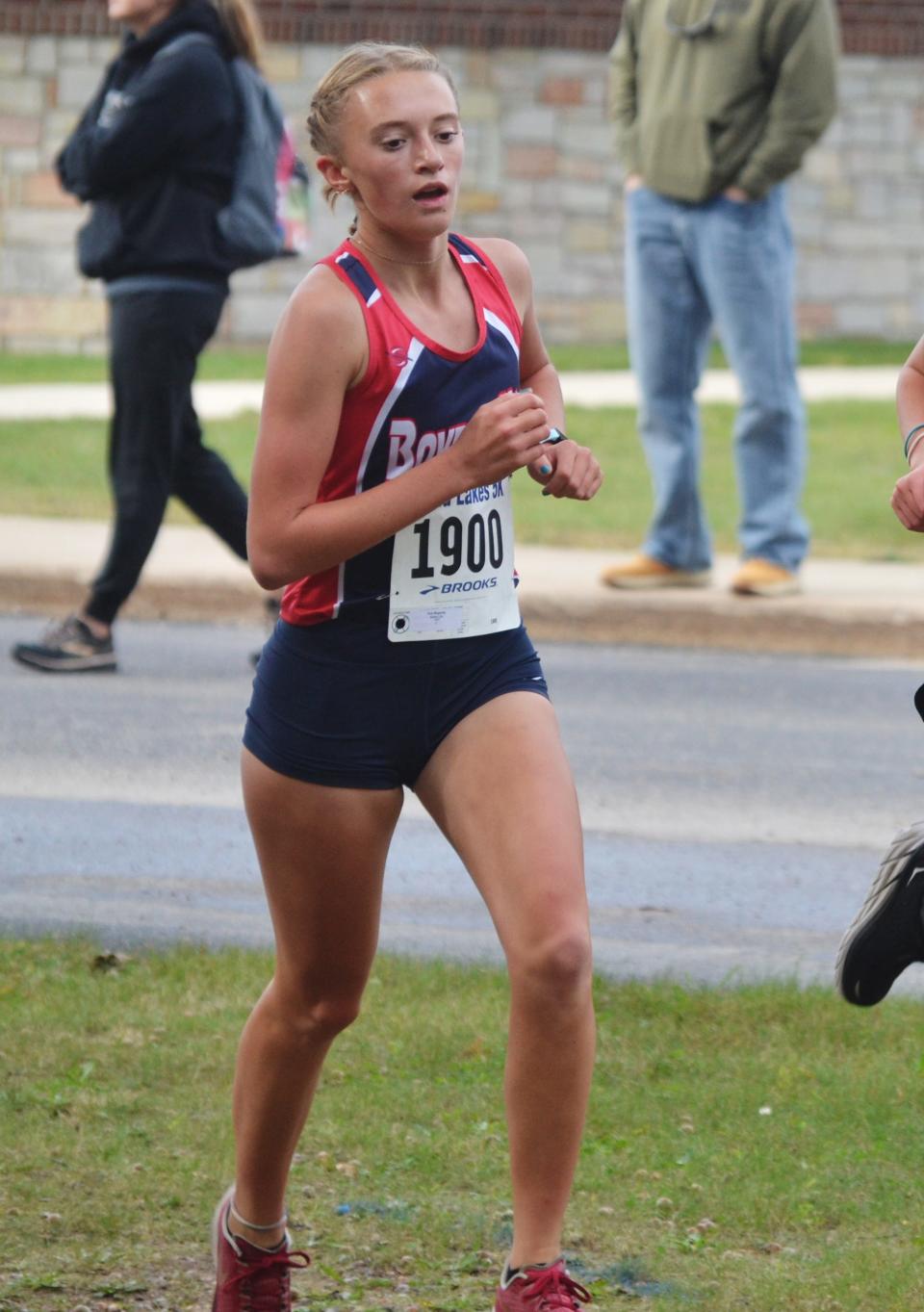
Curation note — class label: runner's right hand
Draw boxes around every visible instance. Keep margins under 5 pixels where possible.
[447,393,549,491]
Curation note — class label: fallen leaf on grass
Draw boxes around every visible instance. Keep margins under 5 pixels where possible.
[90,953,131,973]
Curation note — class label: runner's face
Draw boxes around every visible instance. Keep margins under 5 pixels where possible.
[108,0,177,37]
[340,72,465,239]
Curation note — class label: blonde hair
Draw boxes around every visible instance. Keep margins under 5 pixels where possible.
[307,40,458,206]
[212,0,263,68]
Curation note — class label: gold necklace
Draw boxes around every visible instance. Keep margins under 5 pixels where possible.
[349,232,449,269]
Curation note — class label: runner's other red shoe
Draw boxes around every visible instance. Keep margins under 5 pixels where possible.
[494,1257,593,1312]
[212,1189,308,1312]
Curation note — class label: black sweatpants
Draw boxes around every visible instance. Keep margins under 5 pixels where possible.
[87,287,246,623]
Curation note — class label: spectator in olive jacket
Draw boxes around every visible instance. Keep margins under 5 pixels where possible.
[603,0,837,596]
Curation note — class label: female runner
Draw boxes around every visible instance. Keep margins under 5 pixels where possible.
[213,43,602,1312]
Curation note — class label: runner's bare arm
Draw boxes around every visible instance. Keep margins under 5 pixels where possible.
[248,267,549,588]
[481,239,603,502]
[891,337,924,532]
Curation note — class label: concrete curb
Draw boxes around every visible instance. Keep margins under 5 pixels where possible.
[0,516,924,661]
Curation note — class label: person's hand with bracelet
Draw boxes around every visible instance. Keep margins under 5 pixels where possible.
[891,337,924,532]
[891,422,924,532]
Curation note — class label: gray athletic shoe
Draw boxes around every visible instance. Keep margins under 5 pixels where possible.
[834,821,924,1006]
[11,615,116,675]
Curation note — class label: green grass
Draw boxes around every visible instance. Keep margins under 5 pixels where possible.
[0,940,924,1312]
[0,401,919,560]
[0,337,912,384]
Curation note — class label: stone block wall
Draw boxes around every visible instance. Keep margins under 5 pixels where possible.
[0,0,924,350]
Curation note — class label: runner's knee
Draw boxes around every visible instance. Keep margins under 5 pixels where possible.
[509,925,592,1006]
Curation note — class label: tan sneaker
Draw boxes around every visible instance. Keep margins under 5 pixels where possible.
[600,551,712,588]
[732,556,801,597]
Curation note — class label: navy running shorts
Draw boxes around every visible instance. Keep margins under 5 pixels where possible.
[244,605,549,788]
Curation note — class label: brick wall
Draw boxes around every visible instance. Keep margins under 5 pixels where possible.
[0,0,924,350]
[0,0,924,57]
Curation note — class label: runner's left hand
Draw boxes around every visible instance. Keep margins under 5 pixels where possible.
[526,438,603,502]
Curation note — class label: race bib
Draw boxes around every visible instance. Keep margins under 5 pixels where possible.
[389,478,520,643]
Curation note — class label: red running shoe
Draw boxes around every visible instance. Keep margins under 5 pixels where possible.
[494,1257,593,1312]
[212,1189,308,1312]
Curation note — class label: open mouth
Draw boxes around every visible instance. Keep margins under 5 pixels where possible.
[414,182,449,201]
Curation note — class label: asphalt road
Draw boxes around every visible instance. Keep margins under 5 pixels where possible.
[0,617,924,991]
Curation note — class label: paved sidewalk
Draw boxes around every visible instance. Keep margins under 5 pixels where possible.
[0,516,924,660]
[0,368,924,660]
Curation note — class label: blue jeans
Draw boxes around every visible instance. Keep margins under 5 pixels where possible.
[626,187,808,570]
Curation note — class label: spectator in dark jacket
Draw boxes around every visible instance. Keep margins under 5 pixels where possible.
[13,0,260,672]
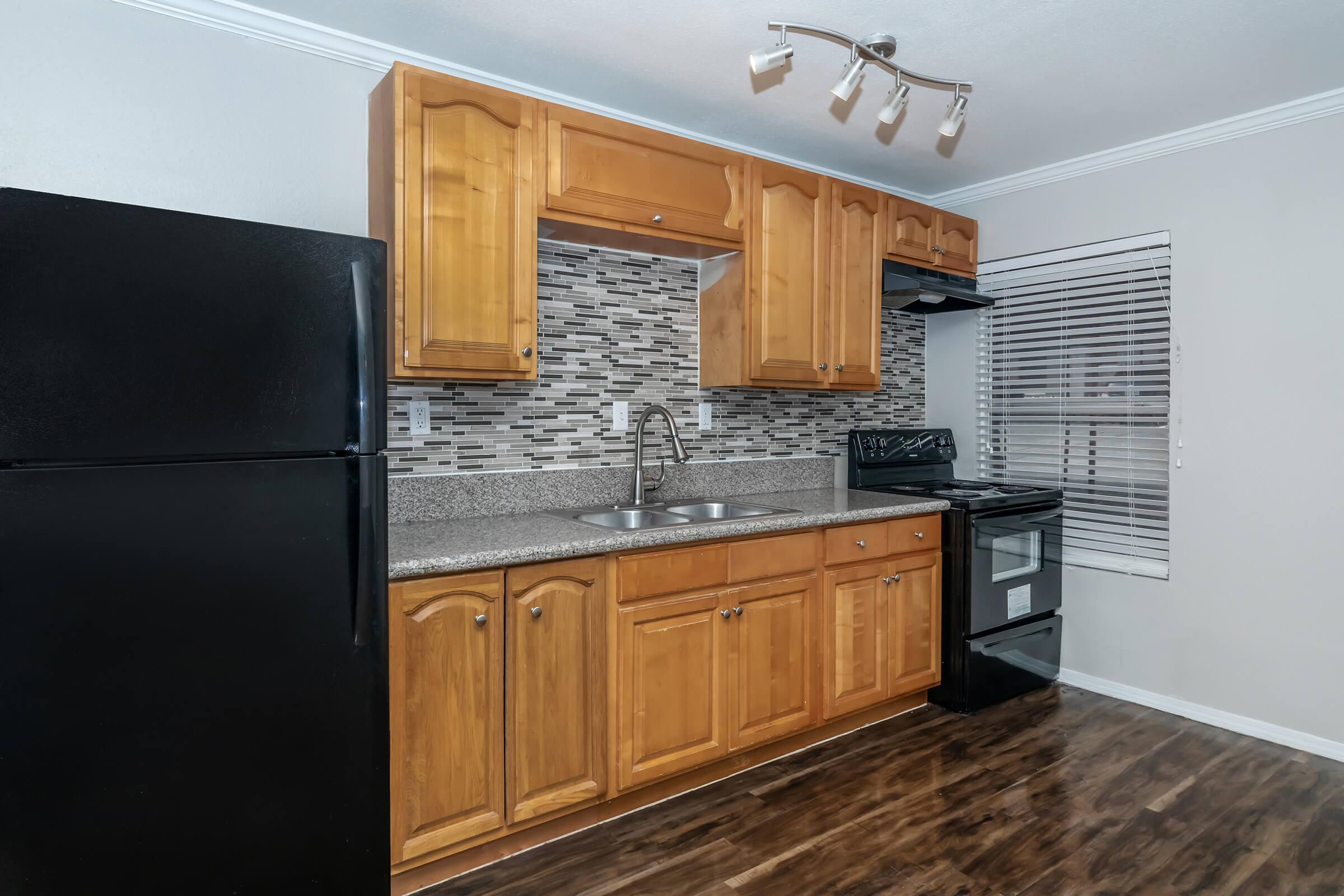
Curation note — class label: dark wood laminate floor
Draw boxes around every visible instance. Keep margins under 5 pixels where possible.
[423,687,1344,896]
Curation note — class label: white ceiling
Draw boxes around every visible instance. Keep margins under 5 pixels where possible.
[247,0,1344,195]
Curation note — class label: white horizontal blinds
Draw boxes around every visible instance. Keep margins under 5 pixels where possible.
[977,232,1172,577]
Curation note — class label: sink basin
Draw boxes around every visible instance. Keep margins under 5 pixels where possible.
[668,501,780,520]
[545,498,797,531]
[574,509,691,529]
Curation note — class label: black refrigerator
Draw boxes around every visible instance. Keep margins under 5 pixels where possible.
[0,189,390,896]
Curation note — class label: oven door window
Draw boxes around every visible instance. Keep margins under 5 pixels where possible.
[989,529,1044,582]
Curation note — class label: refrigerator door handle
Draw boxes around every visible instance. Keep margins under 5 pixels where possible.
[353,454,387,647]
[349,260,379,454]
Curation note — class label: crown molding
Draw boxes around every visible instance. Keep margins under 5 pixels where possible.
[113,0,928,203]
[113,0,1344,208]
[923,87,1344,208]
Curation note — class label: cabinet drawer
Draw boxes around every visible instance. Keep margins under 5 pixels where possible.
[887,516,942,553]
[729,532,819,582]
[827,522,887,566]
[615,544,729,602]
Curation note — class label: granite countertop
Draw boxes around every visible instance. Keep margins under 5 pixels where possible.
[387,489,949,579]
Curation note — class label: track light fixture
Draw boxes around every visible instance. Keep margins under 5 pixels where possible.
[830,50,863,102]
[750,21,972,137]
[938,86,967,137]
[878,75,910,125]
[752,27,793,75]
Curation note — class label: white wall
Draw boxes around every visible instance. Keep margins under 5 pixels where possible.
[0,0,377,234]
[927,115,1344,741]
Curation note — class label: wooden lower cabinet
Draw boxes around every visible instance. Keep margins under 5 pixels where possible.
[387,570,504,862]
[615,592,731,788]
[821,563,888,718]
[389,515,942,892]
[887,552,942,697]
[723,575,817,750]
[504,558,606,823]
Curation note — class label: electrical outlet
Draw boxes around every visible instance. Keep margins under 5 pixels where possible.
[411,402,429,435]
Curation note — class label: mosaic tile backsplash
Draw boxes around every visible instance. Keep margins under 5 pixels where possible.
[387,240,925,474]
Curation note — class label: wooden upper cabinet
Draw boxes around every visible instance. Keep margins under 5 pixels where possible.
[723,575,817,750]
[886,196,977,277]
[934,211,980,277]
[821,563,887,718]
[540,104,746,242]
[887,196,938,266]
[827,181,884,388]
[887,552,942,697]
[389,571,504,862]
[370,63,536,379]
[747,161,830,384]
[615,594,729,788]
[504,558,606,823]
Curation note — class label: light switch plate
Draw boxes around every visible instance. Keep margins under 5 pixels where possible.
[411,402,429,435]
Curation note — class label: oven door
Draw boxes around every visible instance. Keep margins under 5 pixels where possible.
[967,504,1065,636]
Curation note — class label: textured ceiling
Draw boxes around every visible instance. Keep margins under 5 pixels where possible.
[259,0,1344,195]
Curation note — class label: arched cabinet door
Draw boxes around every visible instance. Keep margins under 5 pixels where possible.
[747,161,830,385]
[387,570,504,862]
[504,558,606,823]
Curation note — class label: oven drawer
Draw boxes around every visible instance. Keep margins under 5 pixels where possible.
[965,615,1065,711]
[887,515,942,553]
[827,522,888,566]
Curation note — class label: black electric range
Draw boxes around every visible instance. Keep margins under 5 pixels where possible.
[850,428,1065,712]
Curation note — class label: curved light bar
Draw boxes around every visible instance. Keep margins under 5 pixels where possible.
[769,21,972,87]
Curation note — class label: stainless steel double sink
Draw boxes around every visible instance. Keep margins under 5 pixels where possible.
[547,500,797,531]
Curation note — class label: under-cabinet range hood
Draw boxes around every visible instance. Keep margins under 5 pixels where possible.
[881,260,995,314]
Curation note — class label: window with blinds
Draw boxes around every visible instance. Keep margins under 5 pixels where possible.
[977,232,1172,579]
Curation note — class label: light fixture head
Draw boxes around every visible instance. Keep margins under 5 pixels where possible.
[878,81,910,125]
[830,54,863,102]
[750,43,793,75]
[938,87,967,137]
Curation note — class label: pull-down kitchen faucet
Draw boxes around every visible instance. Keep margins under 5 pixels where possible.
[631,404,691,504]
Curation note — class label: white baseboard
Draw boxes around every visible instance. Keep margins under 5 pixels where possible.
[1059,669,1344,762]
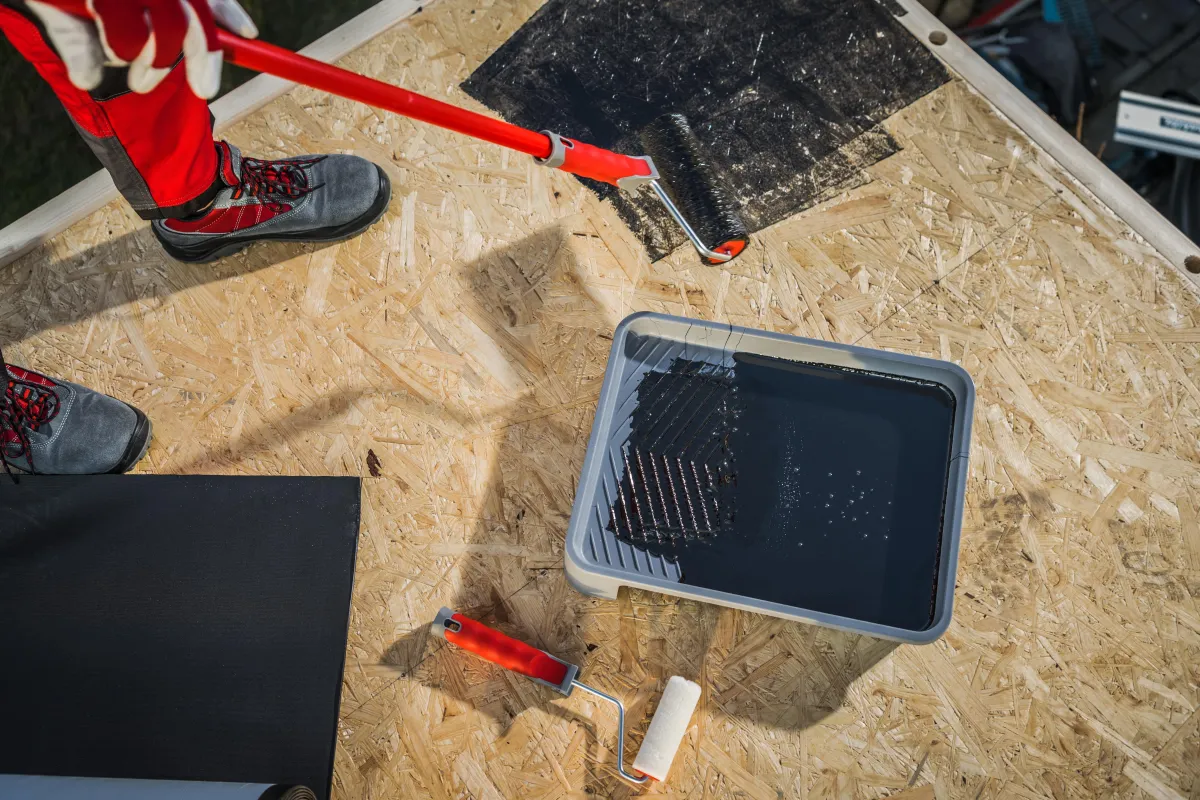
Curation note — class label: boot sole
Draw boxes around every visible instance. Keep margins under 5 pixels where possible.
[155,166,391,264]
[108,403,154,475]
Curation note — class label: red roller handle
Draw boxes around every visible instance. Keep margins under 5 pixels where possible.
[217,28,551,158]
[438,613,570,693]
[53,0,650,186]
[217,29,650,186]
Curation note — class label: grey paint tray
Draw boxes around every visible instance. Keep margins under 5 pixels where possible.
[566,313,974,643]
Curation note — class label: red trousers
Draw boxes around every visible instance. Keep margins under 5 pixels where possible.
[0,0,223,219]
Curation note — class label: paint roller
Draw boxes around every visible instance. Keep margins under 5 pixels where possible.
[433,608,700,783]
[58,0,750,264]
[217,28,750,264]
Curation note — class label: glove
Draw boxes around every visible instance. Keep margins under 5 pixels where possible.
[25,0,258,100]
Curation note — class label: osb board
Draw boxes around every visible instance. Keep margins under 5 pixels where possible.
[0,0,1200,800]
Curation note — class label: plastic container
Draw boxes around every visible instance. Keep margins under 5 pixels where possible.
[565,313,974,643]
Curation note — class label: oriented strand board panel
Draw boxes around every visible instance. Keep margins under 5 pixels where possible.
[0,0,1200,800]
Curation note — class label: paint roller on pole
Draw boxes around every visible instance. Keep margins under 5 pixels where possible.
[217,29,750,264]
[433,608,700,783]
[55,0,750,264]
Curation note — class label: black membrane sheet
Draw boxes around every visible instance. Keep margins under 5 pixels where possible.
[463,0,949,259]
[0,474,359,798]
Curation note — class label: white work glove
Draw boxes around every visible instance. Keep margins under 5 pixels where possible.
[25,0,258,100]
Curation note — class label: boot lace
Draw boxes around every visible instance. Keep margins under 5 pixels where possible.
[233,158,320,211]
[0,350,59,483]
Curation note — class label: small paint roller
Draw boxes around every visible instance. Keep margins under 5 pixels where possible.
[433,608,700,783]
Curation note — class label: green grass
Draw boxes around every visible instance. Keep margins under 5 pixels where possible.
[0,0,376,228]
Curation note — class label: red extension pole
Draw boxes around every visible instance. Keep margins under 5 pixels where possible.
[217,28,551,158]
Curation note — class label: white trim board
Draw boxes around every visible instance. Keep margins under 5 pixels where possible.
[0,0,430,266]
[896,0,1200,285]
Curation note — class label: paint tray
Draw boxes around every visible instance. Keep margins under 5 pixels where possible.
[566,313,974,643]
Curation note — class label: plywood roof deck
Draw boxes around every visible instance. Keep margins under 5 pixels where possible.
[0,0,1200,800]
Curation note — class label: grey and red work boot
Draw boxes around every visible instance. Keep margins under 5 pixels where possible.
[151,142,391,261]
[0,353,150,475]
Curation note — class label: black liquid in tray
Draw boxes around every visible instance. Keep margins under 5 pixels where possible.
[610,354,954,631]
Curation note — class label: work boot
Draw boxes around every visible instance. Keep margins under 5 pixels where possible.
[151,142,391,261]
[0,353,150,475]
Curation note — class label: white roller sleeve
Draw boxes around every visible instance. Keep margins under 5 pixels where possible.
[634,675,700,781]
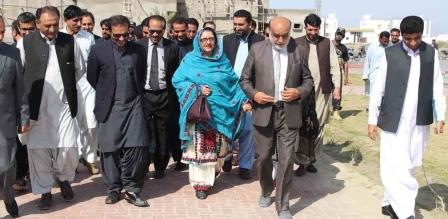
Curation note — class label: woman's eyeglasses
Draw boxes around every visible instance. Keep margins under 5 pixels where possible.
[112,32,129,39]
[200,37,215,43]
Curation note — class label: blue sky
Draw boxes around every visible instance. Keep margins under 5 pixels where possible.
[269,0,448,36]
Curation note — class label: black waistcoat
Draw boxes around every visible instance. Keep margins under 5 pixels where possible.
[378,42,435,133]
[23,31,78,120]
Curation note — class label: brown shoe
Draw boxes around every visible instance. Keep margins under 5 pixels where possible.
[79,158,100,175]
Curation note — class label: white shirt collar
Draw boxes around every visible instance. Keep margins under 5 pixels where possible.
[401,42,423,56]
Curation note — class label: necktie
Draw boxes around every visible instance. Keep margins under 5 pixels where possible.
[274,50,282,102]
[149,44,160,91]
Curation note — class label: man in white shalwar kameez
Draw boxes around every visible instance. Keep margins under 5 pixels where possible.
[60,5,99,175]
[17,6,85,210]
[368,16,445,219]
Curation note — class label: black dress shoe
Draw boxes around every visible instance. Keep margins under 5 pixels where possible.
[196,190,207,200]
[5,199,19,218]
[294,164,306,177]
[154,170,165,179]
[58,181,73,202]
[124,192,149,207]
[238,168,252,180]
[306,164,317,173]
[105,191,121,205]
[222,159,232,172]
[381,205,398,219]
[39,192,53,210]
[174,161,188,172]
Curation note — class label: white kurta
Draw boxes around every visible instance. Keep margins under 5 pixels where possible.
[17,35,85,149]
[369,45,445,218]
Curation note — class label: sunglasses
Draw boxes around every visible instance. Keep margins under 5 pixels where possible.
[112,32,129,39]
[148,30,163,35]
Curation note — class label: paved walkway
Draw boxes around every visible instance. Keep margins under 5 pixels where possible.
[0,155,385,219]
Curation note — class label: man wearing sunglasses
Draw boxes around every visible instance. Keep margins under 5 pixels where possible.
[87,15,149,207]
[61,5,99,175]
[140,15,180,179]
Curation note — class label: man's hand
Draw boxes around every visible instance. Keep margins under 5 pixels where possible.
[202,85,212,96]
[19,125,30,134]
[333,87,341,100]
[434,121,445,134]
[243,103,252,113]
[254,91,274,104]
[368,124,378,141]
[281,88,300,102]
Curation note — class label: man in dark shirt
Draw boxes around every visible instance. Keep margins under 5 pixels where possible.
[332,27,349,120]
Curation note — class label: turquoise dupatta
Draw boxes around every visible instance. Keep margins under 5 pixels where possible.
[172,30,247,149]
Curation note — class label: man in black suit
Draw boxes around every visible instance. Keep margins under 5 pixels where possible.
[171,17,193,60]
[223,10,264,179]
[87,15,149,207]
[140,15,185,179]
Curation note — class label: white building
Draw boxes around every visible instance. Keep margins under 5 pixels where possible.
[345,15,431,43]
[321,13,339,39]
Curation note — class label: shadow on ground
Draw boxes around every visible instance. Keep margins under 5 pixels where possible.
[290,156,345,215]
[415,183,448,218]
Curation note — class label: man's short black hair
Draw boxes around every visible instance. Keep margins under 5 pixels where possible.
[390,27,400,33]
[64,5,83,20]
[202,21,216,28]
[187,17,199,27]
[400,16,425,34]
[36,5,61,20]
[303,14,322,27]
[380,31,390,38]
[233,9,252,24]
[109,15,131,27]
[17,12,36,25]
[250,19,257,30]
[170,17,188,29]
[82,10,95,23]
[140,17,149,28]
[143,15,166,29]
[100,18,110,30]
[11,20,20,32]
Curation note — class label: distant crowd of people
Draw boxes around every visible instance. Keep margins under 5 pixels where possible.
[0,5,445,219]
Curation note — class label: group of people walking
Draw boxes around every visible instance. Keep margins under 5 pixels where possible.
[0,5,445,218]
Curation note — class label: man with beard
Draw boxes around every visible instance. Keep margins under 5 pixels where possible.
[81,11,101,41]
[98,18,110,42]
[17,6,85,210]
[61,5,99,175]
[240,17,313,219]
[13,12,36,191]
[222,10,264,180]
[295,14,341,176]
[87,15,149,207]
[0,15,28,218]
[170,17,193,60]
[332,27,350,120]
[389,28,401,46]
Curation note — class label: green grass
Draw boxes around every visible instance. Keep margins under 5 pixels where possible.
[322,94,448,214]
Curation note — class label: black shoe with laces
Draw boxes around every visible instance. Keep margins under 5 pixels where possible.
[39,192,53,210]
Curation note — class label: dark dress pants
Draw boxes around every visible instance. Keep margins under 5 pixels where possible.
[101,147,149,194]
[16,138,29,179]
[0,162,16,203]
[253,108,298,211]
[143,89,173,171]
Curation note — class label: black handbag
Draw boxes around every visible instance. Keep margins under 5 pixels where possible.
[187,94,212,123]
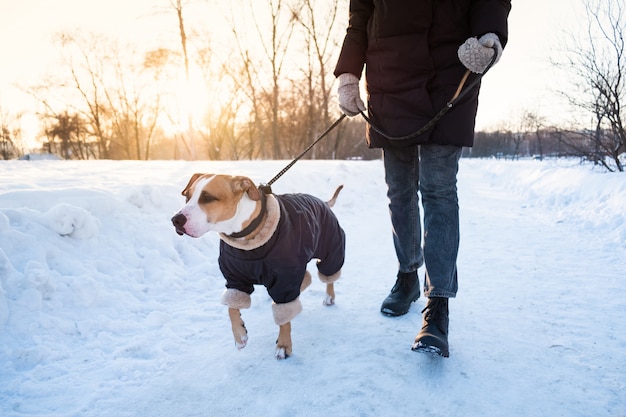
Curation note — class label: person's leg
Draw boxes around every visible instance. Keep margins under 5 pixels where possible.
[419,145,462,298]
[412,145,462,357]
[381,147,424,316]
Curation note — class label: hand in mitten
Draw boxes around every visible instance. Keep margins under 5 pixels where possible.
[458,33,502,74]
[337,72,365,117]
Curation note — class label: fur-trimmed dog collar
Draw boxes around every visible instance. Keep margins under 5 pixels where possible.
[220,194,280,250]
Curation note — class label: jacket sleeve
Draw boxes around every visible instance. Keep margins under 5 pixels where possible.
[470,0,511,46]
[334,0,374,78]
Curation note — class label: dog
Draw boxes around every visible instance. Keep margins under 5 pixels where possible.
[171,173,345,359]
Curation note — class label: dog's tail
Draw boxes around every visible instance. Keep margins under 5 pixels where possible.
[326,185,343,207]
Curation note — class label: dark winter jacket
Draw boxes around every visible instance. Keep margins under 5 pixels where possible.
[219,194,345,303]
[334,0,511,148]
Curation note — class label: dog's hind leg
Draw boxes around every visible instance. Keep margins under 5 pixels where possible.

§ Set exercise
Convert the records from the line with "Curation note — class label: man in dark" to the line with "[322,94,448,214]" into a two-column CSV with the headers text and answer. Give one row per record and put each value in a single quoted field, with its line breaks replaced by spaces.

§ Response for this exercise
text,answer
"Curation note — class label: man in dark shirt Draw boxes around every visible instance. Keep margins under 5 pixels where possible.","[332,27,349,120]"
"Curation note — class label: turquoise dupatta Draw boxes around every visible instance. Keep margins under 5 pixels where possible.","[172,30,247,149]"
"Curation note — class label: man in black suit Draw boxes around every visible instance. Keep margins under 5 pixels where possible.","[171,17,193,60] [223,10,264,179] [87,15,149,207] [140,15,185,179]"
"Curation note — class label: white building Draw boxes around every visible instance. Keep margins under 5 pixels where possible.","[345,15,431,43] [321,13,339,39]"
"Curation note — class label: shadow on ground Draw boxes around every visible instance. Keep margins under 5 pixels where possible.","[290,156,345,215] [415,183,448,218]"
"Curation note — class label: man's short black hair Draw boxes around every visible instance. Keep margins under 5 pixels where possible.","[390,27,400,33] [64,5,83,20] [202,21,216,28] [187,17,199,27] [400,16,425,34] [36,5,61,20] [303,14,322,27] [380,31,390,38] [233,9,252,24] [109,15,131,27] [17,12,36,25] [250,19,257,30] [170,17,188,29] [82,10,95,23] [140,17,149,28] [143,15,166,29] [100,18,110,30] [11,20,20,32]"
"Curation note — class label: distant crowd of people Draw boxes around every visible instance. Keep margins under 5 pixels where possible.","[0,5,445,219]"
"Curation note — class label: group of people walking Draw boxes around every visible instance. Keep margins under 5 pixels where possible.","[0,5,445,218]"
"Curation note — class label: man with beard Draw boxes around every visible instance. Keep margins under 5 pixels where possible.","[81,11,101,41] [98,18,110,42] [17,6,85,210] [61,5,99,175] [240,17,313,219] [13,12,36,191] [222,10,264,180] [295,14,341,176] [87,15,149,207] [0,15,28,218] [170,17,193,60] [332,27,350,120] [389,28,401,46]"
"Curation note — class label: green grass Draw boxes around every visible instance. Keep margins under 5 pixels where possible.","[322,94,448,214]"